Aim: Copy the data word for word, from its very first line through the line that contains "[403, 411, 463, 467]". Include that last line.
## START
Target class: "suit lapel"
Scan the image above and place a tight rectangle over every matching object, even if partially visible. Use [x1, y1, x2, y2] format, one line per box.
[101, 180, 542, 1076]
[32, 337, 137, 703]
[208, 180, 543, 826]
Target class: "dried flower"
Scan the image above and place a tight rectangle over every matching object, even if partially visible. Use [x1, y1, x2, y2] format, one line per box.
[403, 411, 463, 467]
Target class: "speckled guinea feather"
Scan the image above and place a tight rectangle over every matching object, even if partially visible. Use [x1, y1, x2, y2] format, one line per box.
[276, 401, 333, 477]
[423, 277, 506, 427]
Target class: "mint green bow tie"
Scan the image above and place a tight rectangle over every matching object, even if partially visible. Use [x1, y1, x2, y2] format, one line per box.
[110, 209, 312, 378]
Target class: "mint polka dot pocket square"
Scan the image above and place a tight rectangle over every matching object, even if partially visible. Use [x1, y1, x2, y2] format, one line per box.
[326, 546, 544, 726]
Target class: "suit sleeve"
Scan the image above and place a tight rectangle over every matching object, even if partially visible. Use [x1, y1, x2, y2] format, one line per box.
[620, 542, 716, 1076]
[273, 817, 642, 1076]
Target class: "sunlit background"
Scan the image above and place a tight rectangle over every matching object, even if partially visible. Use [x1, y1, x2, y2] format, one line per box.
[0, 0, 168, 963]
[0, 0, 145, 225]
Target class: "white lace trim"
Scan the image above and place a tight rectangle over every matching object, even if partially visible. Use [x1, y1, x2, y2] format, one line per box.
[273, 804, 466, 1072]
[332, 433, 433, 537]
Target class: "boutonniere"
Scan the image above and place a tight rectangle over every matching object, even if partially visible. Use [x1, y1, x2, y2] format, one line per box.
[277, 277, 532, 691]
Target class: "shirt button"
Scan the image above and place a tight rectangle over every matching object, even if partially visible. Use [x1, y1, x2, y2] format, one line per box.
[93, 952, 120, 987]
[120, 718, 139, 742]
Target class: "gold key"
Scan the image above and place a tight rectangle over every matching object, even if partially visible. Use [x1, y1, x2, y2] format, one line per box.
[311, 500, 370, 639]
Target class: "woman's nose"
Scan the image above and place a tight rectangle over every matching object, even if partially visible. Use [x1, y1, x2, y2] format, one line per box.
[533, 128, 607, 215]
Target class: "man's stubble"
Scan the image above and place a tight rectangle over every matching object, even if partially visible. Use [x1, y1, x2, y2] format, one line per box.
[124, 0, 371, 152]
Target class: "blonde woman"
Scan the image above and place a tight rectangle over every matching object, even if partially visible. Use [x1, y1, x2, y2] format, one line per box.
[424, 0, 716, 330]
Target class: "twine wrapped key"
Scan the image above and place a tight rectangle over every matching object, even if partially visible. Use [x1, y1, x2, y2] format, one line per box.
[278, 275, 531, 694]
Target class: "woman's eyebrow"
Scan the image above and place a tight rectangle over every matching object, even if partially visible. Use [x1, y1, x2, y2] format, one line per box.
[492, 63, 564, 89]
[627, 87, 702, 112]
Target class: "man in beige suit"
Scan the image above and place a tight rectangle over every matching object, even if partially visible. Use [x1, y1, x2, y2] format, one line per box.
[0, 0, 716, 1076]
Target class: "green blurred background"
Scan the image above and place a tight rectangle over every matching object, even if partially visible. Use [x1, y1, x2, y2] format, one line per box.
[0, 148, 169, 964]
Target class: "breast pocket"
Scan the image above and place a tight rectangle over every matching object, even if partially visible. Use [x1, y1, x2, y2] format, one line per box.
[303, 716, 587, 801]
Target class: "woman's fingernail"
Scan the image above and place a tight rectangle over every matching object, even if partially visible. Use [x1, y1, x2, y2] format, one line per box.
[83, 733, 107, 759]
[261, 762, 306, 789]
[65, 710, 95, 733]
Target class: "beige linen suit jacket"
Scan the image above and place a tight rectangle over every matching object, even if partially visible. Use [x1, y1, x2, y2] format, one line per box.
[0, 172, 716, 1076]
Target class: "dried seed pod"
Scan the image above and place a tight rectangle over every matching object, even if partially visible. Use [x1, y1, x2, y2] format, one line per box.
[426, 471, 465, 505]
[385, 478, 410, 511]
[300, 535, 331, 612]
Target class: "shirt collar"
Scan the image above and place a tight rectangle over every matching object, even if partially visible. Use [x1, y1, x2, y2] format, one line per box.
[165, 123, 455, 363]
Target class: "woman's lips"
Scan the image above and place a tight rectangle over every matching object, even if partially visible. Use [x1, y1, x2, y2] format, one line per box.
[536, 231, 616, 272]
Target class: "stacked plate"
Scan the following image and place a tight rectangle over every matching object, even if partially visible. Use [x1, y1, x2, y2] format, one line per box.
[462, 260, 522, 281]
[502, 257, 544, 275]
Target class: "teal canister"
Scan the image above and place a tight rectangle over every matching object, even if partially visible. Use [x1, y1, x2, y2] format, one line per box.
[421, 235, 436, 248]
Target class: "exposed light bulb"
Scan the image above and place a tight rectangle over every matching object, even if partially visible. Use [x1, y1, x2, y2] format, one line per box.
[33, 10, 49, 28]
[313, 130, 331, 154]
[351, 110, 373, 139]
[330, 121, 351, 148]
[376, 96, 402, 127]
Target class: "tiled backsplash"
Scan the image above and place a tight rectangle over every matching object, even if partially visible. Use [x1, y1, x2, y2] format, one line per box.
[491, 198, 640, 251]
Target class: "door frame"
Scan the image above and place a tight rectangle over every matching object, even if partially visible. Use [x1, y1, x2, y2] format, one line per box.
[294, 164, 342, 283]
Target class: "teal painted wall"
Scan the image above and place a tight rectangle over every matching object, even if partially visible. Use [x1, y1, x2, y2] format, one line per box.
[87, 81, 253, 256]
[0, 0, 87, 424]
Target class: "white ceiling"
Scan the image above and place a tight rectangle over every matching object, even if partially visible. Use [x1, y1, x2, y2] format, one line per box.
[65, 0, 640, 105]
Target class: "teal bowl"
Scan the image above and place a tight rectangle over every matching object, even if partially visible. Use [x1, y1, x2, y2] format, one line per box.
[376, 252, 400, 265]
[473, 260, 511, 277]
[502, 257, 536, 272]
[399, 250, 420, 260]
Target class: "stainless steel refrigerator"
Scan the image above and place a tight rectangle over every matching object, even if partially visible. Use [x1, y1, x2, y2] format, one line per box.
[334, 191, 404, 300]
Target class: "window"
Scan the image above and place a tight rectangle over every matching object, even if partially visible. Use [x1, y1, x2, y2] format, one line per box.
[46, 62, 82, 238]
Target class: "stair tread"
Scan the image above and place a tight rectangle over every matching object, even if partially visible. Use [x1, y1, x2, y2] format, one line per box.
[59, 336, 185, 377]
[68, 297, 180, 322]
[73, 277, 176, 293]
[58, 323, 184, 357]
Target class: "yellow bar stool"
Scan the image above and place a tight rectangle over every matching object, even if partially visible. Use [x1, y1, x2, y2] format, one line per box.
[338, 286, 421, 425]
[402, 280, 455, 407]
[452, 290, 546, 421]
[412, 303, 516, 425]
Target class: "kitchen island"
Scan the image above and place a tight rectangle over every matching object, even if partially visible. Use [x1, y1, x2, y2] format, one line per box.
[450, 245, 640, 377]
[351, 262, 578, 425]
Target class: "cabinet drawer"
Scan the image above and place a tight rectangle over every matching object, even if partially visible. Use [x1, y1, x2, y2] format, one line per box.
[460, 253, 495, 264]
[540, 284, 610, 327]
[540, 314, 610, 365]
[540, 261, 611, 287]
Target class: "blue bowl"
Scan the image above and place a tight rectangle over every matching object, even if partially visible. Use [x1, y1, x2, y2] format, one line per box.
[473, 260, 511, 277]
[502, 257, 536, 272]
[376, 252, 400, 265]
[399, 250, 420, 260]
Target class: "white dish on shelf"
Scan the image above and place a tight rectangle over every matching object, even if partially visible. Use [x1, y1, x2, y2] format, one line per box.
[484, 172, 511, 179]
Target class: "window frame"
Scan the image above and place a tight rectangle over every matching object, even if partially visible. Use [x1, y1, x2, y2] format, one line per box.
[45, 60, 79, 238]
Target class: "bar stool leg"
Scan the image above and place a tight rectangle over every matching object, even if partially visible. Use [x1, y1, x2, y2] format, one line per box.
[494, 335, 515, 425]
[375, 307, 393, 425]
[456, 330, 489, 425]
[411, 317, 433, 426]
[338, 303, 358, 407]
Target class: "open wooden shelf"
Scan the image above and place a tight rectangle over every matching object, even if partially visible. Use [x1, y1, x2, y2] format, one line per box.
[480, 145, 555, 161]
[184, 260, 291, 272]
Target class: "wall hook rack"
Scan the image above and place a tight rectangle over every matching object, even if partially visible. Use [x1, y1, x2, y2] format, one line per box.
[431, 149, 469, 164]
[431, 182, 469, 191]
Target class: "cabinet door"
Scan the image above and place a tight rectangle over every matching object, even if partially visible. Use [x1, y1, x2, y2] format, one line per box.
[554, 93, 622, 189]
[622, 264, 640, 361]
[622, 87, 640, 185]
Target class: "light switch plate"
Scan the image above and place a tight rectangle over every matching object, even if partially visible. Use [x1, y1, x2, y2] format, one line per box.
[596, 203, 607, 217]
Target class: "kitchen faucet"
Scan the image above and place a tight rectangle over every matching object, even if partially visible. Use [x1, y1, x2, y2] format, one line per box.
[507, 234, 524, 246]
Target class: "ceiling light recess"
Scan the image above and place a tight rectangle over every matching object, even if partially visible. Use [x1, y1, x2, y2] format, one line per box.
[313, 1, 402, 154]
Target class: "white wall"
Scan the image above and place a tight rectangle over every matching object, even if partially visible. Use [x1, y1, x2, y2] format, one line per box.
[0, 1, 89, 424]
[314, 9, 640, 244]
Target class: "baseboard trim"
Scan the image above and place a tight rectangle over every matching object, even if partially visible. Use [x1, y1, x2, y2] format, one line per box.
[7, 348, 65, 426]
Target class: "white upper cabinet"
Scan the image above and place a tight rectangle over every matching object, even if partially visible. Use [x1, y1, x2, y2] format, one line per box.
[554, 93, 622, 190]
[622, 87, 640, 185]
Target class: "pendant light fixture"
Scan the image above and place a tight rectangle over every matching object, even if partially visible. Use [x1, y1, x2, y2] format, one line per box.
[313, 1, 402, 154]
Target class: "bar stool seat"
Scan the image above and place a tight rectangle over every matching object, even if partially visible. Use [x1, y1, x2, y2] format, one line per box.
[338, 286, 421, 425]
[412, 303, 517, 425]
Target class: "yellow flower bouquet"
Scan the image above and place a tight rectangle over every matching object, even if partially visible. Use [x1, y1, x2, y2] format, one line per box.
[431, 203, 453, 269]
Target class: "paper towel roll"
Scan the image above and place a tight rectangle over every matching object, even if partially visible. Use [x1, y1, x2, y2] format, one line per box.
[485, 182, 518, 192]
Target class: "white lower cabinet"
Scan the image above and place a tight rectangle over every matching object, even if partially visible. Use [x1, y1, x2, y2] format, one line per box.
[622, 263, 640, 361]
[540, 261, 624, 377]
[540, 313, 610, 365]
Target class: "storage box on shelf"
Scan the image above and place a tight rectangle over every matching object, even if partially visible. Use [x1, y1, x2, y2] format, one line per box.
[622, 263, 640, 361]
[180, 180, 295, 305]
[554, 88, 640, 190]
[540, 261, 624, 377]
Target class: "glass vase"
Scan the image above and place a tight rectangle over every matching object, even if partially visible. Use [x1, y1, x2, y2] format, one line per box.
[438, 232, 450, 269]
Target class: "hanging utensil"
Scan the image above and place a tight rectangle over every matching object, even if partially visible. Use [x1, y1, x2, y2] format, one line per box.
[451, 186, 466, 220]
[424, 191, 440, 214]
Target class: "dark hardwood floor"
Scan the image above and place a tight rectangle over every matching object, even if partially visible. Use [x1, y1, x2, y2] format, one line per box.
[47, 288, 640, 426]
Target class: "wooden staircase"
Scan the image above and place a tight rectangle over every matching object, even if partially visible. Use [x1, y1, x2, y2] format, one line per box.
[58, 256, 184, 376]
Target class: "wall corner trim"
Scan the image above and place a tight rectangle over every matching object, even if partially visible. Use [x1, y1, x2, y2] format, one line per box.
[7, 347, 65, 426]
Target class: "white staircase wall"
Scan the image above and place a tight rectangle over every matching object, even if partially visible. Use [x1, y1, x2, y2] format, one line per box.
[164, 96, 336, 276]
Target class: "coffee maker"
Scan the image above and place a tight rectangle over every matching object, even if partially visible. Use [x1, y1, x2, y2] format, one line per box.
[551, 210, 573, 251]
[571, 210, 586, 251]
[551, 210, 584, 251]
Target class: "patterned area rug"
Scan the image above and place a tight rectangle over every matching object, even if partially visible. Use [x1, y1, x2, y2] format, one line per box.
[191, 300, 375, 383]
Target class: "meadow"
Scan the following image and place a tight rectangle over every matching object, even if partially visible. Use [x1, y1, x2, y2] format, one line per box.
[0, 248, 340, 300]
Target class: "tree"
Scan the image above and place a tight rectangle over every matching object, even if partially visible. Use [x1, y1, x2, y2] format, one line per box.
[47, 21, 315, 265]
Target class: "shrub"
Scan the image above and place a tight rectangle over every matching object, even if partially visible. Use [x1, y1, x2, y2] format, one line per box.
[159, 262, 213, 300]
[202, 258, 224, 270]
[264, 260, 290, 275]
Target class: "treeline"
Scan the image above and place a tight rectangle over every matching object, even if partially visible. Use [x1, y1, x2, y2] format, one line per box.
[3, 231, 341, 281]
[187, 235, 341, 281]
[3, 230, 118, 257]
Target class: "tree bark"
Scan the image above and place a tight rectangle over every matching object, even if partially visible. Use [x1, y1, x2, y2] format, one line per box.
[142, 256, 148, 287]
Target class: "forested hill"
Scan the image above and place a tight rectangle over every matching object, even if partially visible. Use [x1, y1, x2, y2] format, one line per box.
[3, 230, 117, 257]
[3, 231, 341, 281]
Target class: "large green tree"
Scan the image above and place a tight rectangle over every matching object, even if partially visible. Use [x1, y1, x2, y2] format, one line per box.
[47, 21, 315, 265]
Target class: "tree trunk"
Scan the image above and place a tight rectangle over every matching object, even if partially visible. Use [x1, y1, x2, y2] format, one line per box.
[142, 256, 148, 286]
## END
Answer for this exercise:
Target class: "suit lapel"
Scan the image above and place a tight rectangle over every matching object, even if partially visible. Use [x1, y1, x2, y2] format, one line per box.
[101, 180, 542, 1076]
[32, 337, 137, 703]
[208, 180, 543, 826]
Target class: "dried flower"
Scan the image above and place a tight rectangle over every matching object, even if partially visible. Use [x1, y1, x2, y2] format, one line per box.
[403, 411, 463, 467]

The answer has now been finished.